* **What is needed**
Tally the lines of the items below that contain the string "segment", treating uppercase and lowercase as different. Give only the number.

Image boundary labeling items

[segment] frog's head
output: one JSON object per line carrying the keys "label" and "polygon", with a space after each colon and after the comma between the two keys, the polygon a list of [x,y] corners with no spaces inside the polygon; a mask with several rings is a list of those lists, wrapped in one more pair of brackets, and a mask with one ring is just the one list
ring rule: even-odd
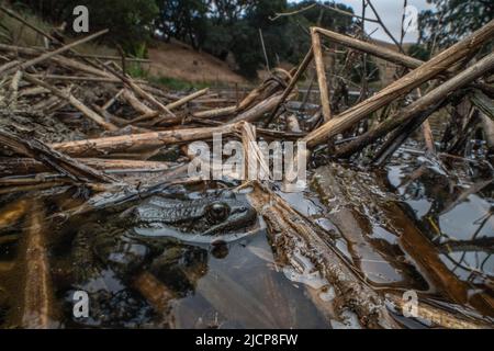
{"label": "frog's head", "polygon": [[134,211],[135,231],[146,237],[175,237],[191,242],[226,241],[248,234],[257,213],[245,196],[223,193],[197,200],[154,196]]}
{"label": "frog's head", "polygon": [[202,234],[212,236],[246,229],[257,217],[256,211],[244,201],[214,201],[204,208],[210,227]]}

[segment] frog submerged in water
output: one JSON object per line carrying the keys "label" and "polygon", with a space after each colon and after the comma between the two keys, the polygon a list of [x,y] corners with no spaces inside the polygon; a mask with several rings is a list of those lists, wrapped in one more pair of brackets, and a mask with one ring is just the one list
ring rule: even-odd
{"label": "frog submerged in water", "polygon": [[228,244],[258,229],[257,213],[245,195],[229,191],[187,200],[154,195],[105,224],[79,230],[72,242],[76,280],[89,280],[101,264],[127,275],[173,246]]}

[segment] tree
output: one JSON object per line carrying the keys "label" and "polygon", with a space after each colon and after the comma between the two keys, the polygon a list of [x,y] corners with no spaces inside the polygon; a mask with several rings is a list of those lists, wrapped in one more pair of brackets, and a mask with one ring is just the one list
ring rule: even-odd
{"label": "tree", "polygon": [[429,48],[450,46],[494,19],[492,0],[427,0],[436,11],[419,15],[420,42]]}
{"label": "tree", "polygon": [[207,29],[207,2],[204,0],[161,0],[155,24],[169,39],[176,37],[199,49]]}
{"label": "tree", "polygon": [[89,9],[89,30],[109,29],[105,38],[132,54],[148,38],[158,15],[155,0],[18,0],[18,3],[27,5],[52,22],[67,22],[69,29],[74,8],[86,5]]}

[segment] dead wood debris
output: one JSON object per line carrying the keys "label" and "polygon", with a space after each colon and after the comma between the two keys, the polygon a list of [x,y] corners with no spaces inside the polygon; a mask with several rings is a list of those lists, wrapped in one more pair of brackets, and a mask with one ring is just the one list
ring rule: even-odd
{"label": "dead wood debris", "polygon": [[[79,44],[103,35],[105,31],[63,45],[34,25],[30,26],[50,41],[55,48],[45,50],[0,44],[1,193],[67,183],[90,184],[93,192],[115,192],[114,189],[119,192],[127,185],[127,178],[119,178],[115,171],[170,171],[168,162],[149,161],[148,158],[165,146],[207,141],[215,133],[222,133],[226,138],[242,138],[245,145],[257,140],[260,135],[271,139],[291,136],[306,141],[310,150],[315,152],[321,146],[335,141],[337,136],[355,131],[348,140],[332,145],[333,154],[328,157],[348,158],[364,147],[381,145],[374,160],[383,165],[429,115],[458,99],[471,101],[471,110],[478,112],[468,113],[453,128],[469,132],[473,129],[472,124],[480,125],[485,129],[489,146],[492,148],[494,144],[494,109],[485,94],[493,91],[489,77],[494,70],[494,54],[461,71],[454,70],[460,63],[465,65],[465,59],[494,36],[494,21],[425,63],[359,38],[313,27],[312,48],[300,66],[291,72],[273,70],[272,77],[237,103],[220,99],[209,89],[173,94],[147,81],[133,79],[115,64],[103,64],[102,60],[106,59],[103,56],[77,52]],[[347,54],[346,63],[338,71],[334,71],[335,66],[326,71],[324,38],[347,49],[344,52]],[[343,76],[358,53],[377,56],[409,71],[375,94],[362,92],[362,99],[348,107],[348,97],[344,97],[348,93],[348,80]],[[290,111],[288,102],[296,101],[296,84],[312,63],[315,64],[321,107],[313,111],[314,117],[304,118]],[[335,86],[334,82],[337,82],[337,90],[328,88]],[[430,84],[431,89],[415,102],[403,103],[424,84]],[[306,100],[300,105],[305,106]],[[375,126],[368,128],[370,123],[367,123],[364,128],[359,127],[362,121],[368,122],[378,112]],[[481,117],[474,118],[479,112]],[[47,126],[47,121],[61,125],[60,131],[77,133],[55,133],[63,135],[61,139],[60,136],[40,133],[40,128]],[[257,125],[263,128],[257,128]],[[454,133],[451,135],[453,143],[447,140],[447,144],[452,144],[458,155],[463,139],[460,135],[454,137]],[[427,141],[430,148],[431,140]],[[245,151],[246,159],[259,158],[260,151],[256,148],[246,147]],[[183,162],[179,166],[180,172],[187,169]],[[30,174],[46,177],[46,172],[50,176],[37,184],[29,178],[18,180]],[[166,180],[161,179],[158,185],[161,186]],[[284,248],[280,254],[290,261],[295,250],[303,250],[337,287],[343,305],[351,307],[363,325],[395,327],[384,307],[384,296],[358,279],[338,256],[337,249],[322,239],[318,229],[307,218],[271,192],[269,186],[260,181],[255,183],[250,200],[265,216],[271,231],[276,233],[276,246]],[[29,288],[23,322],[47,327],[52,306],[40,216],[40,212],[31,215],[31,230],[26,234],[26,240],[33,246],[27,253],[34,254],[34,263],[26,272]],[[14,218],[15,213],[5,214],[1,225],[9,223],[11,217]],[[417,240],[422,239],[417,237]],[[41,280],[36,288],[43,291],[35,291],[30,278],[34,274],[38,274]],[[171,297],[160,288],[159,282],[146,274],[139,276],[136,284],[158,309],[166,309]],[[41,299],[30,301],[30,296],[40,296]]]}

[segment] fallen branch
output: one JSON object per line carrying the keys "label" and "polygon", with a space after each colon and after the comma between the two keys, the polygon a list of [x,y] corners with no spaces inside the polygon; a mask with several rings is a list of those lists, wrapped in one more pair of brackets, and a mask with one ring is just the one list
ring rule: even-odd
{"label": "fallen branch", "polygon": [[336,136],[395,99],[409,93],[422,83],[446,71],[451,65],[478,49],[493,35],[494,21],[491,21],[469,37],[435,56],[433,59],[396,80],[375,95],[326,122],[323,126],[308,134],[303,140],[307,143],[308,147],[314,147]]}

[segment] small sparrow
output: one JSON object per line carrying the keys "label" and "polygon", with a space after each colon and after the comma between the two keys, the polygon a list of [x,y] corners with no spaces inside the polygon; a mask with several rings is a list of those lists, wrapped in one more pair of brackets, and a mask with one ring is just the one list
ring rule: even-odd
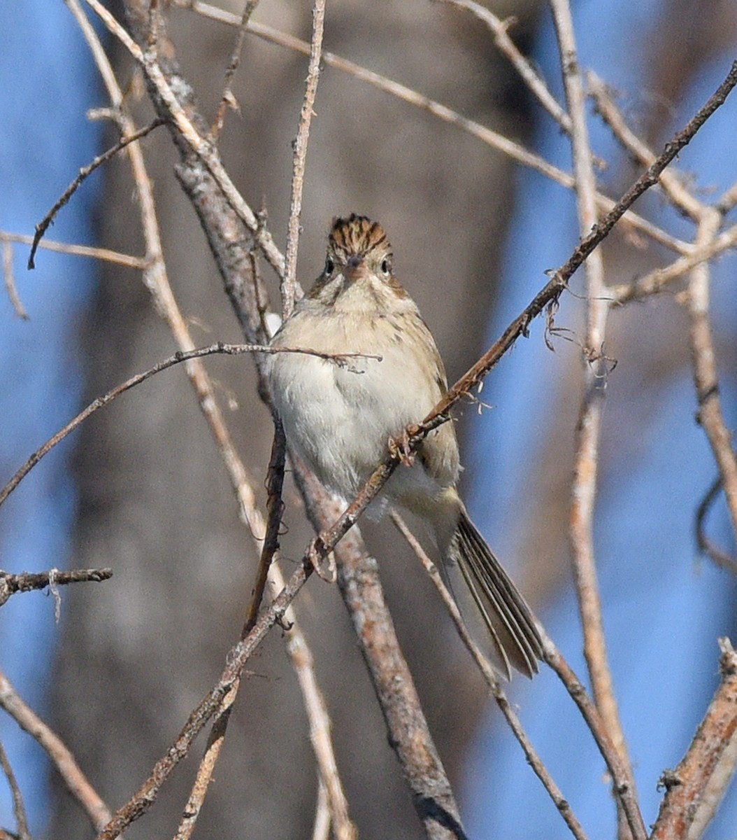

* **Answer to the task**
6